# [INSTRUCTIONS TO FOLLOW]
Reproduce the records exactly.

# [PROVIDED RECORDS]
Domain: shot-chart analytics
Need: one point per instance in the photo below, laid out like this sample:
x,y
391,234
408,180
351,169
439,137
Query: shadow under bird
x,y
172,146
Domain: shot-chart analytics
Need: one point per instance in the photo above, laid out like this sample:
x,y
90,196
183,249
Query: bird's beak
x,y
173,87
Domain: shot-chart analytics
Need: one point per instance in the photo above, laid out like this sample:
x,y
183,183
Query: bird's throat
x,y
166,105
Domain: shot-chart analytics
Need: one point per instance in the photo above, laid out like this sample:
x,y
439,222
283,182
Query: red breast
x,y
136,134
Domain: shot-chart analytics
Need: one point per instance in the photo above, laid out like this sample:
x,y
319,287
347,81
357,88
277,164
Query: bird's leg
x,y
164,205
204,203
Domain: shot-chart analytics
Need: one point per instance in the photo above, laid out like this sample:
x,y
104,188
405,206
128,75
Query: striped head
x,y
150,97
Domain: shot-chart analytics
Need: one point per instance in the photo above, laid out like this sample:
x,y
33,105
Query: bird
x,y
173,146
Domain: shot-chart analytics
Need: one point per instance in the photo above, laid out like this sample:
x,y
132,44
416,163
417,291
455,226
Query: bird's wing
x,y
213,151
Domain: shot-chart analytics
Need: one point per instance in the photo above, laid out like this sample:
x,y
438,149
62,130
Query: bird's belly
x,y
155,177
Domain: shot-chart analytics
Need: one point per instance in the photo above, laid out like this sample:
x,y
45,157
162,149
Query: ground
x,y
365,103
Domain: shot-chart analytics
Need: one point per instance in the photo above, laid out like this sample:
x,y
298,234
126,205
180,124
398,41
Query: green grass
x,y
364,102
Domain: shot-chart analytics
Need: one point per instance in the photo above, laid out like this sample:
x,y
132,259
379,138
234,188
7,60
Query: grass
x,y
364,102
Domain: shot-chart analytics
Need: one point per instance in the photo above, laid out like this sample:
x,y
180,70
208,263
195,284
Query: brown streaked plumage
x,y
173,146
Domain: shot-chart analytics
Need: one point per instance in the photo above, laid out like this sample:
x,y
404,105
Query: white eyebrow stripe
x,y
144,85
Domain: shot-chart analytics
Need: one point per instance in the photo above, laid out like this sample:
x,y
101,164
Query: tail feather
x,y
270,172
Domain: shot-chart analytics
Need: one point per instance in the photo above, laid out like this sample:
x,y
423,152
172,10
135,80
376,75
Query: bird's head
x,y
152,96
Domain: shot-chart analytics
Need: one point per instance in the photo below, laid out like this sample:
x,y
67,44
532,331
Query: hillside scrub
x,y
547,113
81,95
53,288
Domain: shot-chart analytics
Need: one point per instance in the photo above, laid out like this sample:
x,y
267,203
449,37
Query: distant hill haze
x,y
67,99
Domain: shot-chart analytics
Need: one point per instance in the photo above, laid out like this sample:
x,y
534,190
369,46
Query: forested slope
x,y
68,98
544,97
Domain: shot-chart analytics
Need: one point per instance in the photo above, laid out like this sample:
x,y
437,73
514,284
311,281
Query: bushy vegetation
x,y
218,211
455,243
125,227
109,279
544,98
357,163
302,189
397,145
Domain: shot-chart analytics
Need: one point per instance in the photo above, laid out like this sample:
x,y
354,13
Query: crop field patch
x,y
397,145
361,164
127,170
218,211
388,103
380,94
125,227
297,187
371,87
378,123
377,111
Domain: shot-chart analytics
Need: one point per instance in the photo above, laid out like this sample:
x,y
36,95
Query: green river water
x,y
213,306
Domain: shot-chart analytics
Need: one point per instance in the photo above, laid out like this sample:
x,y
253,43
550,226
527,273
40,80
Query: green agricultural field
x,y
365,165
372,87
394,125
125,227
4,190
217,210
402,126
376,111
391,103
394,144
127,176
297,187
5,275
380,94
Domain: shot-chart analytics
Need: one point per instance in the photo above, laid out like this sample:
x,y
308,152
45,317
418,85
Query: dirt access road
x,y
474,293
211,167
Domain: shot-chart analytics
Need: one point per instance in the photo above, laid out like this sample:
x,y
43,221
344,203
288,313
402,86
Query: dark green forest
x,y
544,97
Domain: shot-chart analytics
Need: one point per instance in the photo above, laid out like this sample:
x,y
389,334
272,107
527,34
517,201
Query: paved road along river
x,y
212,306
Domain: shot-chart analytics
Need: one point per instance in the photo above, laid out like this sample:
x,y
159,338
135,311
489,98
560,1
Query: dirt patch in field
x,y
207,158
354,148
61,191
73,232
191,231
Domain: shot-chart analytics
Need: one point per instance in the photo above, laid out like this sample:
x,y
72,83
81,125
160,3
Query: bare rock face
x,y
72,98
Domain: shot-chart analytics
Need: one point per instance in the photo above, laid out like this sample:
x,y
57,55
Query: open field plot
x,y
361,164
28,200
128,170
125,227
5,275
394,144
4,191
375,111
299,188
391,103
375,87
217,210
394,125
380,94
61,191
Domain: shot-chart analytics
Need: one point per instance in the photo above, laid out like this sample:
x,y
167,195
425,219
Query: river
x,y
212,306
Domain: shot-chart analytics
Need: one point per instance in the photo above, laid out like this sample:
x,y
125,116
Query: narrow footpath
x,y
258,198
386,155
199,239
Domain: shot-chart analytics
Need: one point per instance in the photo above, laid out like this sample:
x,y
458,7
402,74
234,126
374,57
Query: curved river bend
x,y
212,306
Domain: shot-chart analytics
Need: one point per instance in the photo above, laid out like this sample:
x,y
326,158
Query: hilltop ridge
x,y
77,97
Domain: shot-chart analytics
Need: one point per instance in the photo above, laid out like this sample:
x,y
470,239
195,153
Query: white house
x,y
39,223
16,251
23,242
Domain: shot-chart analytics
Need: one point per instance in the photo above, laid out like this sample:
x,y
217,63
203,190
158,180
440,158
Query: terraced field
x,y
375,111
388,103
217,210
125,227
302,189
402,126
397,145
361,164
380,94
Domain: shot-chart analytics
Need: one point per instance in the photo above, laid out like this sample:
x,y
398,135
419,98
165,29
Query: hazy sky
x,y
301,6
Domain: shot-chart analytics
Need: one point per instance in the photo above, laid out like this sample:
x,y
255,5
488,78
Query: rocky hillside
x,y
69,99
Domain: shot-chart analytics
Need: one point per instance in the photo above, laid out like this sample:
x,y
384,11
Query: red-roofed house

# [EXERCISE ANSWER]
Domain: shot-chart analytics
Need: one point per instance in the photo below, laid out like this sample:
x,y
391,234
408,180
351,169
439,137
Query: shadow under bird
x,y
172,146
Domain: shot-chart analytics
Need: one point per instance in the photo above, laid out like this sample:
x,y
90,196
183,249
Query: bird's beak
x,y
173,87
Domain: shot-chart analytics
Need: one point per instance in the photo above, laid out like this sample:
x,y
183,183
Query: bird's throat
x,y
166,105
Domain: shot-chart analytics
Need: one point per instance in the photo above, laid out like this sample:
x,y
439,222
283,182
Query: red breast
x,y
136,134
Domain: shot-chart analytics
Need: one point per instance in the photo above, laid out like this sample:
x,y
319,287
347,81
357,88
277,164
Query: bird's leg
x,y
164,205
204,203
Domain: shot-chart analytics
Need: one point per instance in the photo above, laid out like this sample:
x,y
104,188
405,206
128,75
Query: striped head
x,y
150,97
Domain: shot-chart analytics
Need: one point per instance in the photo above, laid out like this sample:
x,y
33,105
Query: bird
x,y
173,146
Domain: shot-chart analytics
Need: one point per instance in the photo above, laid out like this sample:
x,y
132,44
416,163
417,291
455,226
Query: bird's wing
x,y
213,151
Domain: shot-chart analytics
Need: one point per instance in the photo above, laid out like this sample:
x,y
438,149
62,130
Query: bird's belly
x,y
155,177
Domain: shot-chart analytics
Need: one point per instance in the photo above, laid out like this sample:
x,y
45,157
162,149
Query: ground
x,y
365,103
Domain: shot-chart analytics
Need: one point per instance in the photo above, laid out like this sample:
x,y
298,234
126,205
180,124
398,41
Query: green grass
x,y
364,102
Domain: shot-chart analytics
Need: one point per instance in the photo above, laid out like this sample:
x,y
132,259
379,138
234,188
7,60
Query: grass
x,y
364,102
Domain: shot-chart analytics
Need: one point per instance in the photo above, laid out like this sample:
x,y
180,70
208,263
195,284
Query: brown streaked plumage
x,y
173,146
Domain: shot-chart analytics
Need: one point per instance in the photo above, laid out like this sample:
x,y
404,105
Query: white eyebrow stripe
x,y
144,85
Domain: shot-chart analytics
Need: one point per instance in the photo above, laid out like this sample:
x,y
101,164
Query: tail feather
x,y
270,172
Domain: shot-chart analytics
Need: one point per instance in the photo above, laid out like this sample:
x,y
423,152
172,10
135,80
376,75
Query: bird's head
x,y
152,96
Domain: shot-chart analytics
Need: one point per instance in the photo below, laid out like this sample:
x,y
67,44
532,331
Query: hillside scrub
x,y
547,113
81,95
53,288
Domain: shot-chart analytics
Need: one point per instance in the photo above, laid out like this sample:
x,y
267,203
449,37
Query: distant hill haze
x,y
67,99
Domain: shot-chart analytics
Need: one point per instance in the photo above, laid out like this sample:
x,y
534,190
369,46
Query: forested slope
x,y
68,98
544,97
Domain: shot-chart analytics
Need: one point per instance in the photo above, laid out like this sample:
x,y
437,73
514,284
311,281
Query: bushy vegetation
x,y
218,211
455,243
125,227
109,279
544,98
357,163
302,189
397,145
Domain: shot-chart analytics
Need: one point per instance in the photo above, laid out like this sample:
x,y
354,13
Query: crop field patch
x,y
397,145
361,164
127,170
218,211
388,103
380,94
125,227
297,187
371,87
378,123
377,111
Domain: shot-chart analytics
Need: one point per instance in the photo above, laid out like this sample:
x,y
36,95
Query: green river water
x,y
213,306
Domain: shot-chart analytics
Need: one point per instance in the photo above, laid out like this sample:
x,y
253,43
550,226
527,273
40,80
Query: green agricultural field
x,y
365,165
372,87
394,125
125,227
4,190
217,210
402,126
376,111
391,103
394,144
127,176
297,187
5,275
380,94
Domain: shot-chart analytics
Need: one point per instance in the photo above, laid out like this sample:
x,y
308,152
45,317
418,85
Query: dirt access road
x,y
474,293
211,167
Domain: shot-chart analytics
Need: one point per instance in the photo above, laid out like this sample:
x,y
43,221
344,203
288,313
402,86
Query: dark green forest
x,y
544,97
Domain: shot-chart analytics
Need: one point per instance in the photo above, laid out like this sample:
x,y
389,334
272,107
527,34
517,201
Query: paved road along river
x,y
212,306
Domain: shot-chart analytics
Need: one point per instance in the photo above, laid out like this sample:
x,y
159,338
135,311
489,98
560,1
Query: dirt patch in field
x,y
207,158
354,148
61,191
73,232
191,231
Domain: shot-chart analytics
Need: one point per instance in the photo above, laid out like this sample:
x,y
72,83
81,125
160,3
Query: bare rock face
x,y
72,98
Domain: shot-chart analytics
Need: one point per instance in the photo above, laid out like this sample:
x,y
57,55
Query: open field plot
x,y
361,164
28,200
128,170
125,227
5,275
394,144
4,191
375,111
299,188
391,103
375,87
217,210
394,125
380,94
61,191
Domain: shot-chart analytics
Need: one point per instance in the photo above, laid out like this sample:
x,y
167,195
425,219
Query: river
x,y
212,306
Domain: shot-chart analytics
Need: one point per instance in the photo above, laid out like this sample:
x,y
125,116
Query: narrow footpath
x,y
258,198
386,155
199,239
Domain: shot-chart analytics
Need: one point per instance in the photo above, laid out like this sample:
x,y
458,7
402,74
234,126
374,57
Query: curved river bend
x,y
212,306
Domain: shot-chart analytics
Need: one point per instance in the photo above, laid out like this sample:
x,y
326,158
Query: hilltop ridge
x,y
77,97
Domain: shot-chart analytics
Need: one point per instance in the photo above, laid out like this sample:
x,y
470,239
195,153
Query: white house
x,y
39,223
16,251
23,242
Domain: shot-chart analytics
Need: one point per instance in the photo above, laid out like this sample:
x,y
217,63
203,190
158,180
440,158
Query: terraced field
x,y
375,111
388,103
217,210
125,227
302,189
402,126
397,145
361,164
380,94
Domain: shot-chart analytics
Need: one point per instance in the photo above, laid out like this sample:
x,y
398,135
419,98
165,29
Query: hazy sky
x,y
301,6
Domain: shot-chart analytics
Need: one point per instance in the photo above, laid out like this sample:
x,y
255,5
488,78
Query: rocky hillside
x,y
69,99
Domain: shot-chart analytics
Need: one point per instance in the photo above, laid out like this sample:
x,y
384,11
Query: red-roofed house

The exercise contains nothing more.